• **Prompt**
Pick out each line of the records that contains the word "water" and copy those lines unchanged.

• **Data shown**
— BEGIN —

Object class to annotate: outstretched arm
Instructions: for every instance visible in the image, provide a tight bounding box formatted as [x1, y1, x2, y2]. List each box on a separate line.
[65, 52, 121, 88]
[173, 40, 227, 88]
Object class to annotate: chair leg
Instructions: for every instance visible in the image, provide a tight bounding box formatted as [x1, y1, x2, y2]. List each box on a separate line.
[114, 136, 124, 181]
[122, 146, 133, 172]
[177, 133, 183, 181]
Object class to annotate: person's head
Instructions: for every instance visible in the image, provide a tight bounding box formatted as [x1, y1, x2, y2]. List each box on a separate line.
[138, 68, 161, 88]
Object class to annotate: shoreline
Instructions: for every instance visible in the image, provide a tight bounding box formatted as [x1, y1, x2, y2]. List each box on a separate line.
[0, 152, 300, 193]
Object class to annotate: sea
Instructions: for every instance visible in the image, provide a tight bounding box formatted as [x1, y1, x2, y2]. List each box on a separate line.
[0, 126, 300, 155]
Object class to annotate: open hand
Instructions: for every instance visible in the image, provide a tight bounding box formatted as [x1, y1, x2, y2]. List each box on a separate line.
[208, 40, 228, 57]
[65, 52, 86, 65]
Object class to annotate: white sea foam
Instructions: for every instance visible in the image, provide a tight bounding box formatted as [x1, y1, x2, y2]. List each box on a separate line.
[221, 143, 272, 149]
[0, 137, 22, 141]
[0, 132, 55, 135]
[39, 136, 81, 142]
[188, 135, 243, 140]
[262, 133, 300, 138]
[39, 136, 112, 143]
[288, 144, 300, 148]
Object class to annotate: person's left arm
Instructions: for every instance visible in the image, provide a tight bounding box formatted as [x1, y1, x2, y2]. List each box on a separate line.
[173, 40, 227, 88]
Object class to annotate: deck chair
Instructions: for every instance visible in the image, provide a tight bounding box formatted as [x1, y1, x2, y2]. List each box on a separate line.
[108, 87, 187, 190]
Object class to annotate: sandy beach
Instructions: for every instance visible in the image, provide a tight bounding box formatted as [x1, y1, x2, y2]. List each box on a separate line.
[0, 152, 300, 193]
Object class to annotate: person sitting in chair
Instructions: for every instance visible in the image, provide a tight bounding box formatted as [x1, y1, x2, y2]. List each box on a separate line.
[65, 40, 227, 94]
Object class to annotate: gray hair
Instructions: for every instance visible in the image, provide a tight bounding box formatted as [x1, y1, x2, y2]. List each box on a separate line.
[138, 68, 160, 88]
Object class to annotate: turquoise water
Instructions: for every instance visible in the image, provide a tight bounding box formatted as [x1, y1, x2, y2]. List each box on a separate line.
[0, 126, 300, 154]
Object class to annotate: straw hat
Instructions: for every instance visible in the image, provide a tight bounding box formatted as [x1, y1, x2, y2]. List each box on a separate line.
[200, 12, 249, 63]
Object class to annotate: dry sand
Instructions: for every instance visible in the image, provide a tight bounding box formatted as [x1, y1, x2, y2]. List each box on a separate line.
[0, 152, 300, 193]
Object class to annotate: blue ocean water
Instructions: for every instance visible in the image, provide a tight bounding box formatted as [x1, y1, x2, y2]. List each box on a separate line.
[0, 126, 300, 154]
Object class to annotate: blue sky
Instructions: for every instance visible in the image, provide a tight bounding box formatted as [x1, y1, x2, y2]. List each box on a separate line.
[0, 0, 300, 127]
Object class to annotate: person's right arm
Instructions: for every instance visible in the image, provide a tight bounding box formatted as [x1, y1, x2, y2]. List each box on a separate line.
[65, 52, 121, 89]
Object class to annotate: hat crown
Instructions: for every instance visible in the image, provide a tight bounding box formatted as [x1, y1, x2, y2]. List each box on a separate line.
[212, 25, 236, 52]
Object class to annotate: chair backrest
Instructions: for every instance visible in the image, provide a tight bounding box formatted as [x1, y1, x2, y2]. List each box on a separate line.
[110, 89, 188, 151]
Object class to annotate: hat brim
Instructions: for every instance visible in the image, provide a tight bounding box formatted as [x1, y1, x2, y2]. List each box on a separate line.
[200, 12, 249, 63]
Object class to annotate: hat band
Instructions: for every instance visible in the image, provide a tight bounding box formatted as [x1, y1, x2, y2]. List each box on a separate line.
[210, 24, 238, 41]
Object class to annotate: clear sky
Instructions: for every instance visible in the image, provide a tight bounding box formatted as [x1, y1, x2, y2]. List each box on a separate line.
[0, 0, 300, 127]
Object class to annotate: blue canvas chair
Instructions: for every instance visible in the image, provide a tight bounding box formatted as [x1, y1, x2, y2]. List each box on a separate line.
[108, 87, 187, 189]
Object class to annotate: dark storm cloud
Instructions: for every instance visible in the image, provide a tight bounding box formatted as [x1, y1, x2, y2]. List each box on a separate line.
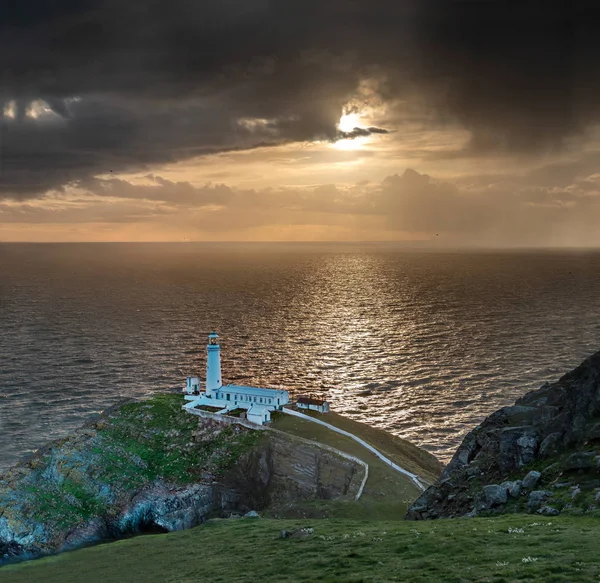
[0, 0, 600, 198]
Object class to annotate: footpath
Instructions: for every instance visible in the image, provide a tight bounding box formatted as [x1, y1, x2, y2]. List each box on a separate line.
[282, 407, 426, 491]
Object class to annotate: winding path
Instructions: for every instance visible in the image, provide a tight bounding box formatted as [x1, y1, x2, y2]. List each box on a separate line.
[282, 407, 426, 491]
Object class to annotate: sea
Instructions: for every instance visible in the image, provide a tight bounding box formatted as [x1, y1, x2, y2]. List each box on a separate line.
[0, 243, 600, 470]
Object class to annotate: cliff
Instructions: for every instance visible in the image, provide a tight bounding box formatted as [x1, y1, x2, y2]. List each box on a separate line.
[0, 395, 364, 563]
[406, 352, 600, 520]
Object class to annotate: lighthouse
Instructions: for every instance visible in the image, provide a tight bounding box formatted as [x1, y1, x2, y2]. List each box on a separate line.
[206, 332, 223, 399]
[183, 332, 290, 425]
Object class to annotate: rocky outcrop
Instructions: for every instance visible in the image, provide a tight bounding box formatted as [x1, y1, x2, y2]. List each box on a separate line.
[0, 395, 364, 564]
[406, 352, 600, 520]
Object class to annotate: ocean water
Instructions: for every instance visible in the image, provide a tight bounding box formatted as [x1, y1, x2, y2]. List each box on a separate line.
[0, 244, 600, 468]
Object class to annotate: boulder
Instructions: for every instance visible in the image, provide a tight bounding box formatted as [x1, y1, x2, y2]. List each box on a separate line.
[586, 423, 600, 441]
[538, 506, 560, 516]
[521, 470, 542, 490]
[483, 484, 507, 506]
[562, 451, 598, 471]
[406, 351, 600, 520]
[539, 431, 562, 458]
[527, 490, 552, 512]
[508, 480, 522, 498]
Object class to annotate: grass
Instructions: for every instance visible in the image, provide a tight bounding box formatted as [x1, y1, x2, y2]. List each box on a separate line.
[278, 411, 443, 483]
[0, 394, 261, 530]
[0, 515, 600, 583]
[270, 413, 438, 520]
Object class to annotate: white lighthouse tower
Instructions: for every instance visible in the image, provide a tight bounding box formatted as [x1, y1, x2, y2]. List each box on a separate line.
[183, 332, 290, 425]
[206, 332, 223, 399]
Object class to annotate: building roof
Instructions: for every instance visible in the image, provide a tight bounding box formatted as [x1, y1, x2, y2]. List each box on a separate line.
[248, 403, 269, 417]
[216, 385, 288, 398]
[296, 395, 327, 405]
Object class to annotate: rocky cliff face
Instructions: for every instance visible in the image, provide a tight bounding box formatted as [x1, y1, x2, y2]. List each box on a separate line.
[406, 352, 600, 520]
[0, 395, 363, 564]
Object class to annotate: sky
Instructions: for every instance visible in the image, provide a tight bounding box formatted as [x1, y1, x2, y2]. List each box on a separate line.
[0, 0, 600, 247]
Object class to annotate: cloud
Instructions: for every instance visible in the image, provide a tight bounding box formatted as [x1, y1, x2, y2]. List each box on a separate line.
[7, 169, 600, 246]
[0, 0, 600, 199]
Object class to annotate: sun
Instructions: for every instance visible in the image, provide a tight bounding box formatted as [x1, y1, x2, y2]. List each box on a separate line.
[337, 112, 360, 132]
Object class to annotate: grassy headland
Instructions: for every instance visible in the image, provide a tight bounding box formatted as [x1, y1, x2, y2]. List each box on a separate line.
[268, 413, 442, 520]
[0, 515, 600, 583]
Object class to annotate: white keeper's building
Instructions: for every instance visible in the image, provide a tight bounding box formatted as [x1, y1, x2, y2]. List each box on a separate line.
[183, 332, 290, 425]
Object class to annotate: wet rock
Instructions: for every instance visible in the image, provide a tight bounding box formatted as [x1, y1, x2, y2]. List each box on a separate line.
[406, 352, 600, 520]
[483, 484, 507, 506]
[508, 480, 522, 498]
[562, 451, 598, 471]
[537, 506, 560, 516]
[539, 432, 562, 458]
[527, 490, 552, 512]
[586, 423, 600, 441]
[521, 470, 542, 490]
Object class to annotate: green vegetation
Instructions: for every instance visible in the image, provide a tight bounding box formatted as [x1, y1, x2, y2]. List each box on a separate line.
[13, 394, 261, 530]
[95, 394, 259, 487]
[268, 413, 441, 520]
[0, 515, 600, 583]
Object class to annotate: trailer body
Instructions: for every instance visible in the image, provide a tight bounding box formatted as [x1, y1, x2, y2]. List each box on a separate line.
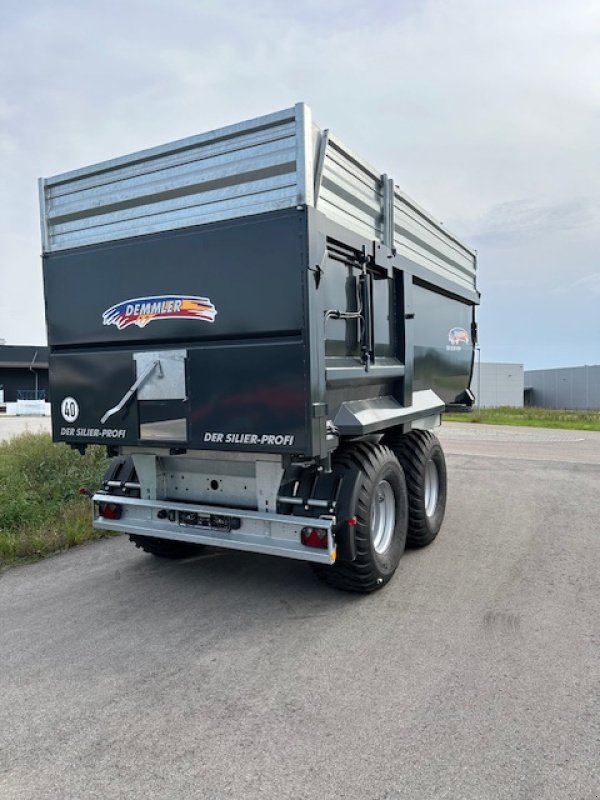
[40, 104, 478, 588]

— END —

• **Expected output**
Object class to annotate: turquoise water
Object class to annotate: blue ocean water
Object class to annotate: ocean water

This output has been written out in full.